-- Given passage follows --

Kelly Cameron hated the boy in year nine at their school in Tasmania. “I would never marry someone like that,” she told a friend. One day, the boy, whose name was Matt, set off the school fire alarm so he wouldn’t have to do an English test. He got into trouble for his naughtiness, but for Kelly, it was the making of her.
Later, Kelly’s English teacher called her over. The story she wrote in that fateful class steered her towards a career as a writer. “My teacher told me that my marks for that story were in the top 10 per cent in Australia,” she says.
Today, Kelly and Matt are married, the proud parents of two youngsters Maverick and Kohan, live on a near 3000-ha property just outside Yass and Kelly has just published her first book; a rural romance called Dancing With Dandelions.
The book is the culmination of a lifetime of experiences for the writer, 30, who although originally from the Hunter Valley in NSW, has travelled Australia working as a teacher’s aide, a youth worker with Indigenous communities, in aged care, employment services and as a governess “in the middle of nowhere”.
“I got the job as governess out at Burtundy Station near Ivanhoe,” Kelly says. “It was really in the middle of nowhere, 300 km from the nearest town. I was teaching a boy in year five through the ‘School of the Air’… it was just amazing,” she says.

-- Given passage concluded --
-- Extracted data follows --

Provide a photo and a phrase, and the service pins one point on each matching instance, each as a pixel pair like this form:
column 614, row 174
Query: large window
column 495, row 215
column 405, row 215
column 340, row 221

-- Extracted data concluded --

Exercise prompt: Please list every person named in the passage about Kelly Cameron.

Response below: Kelly Cameron, Matt, Maverick, Kohan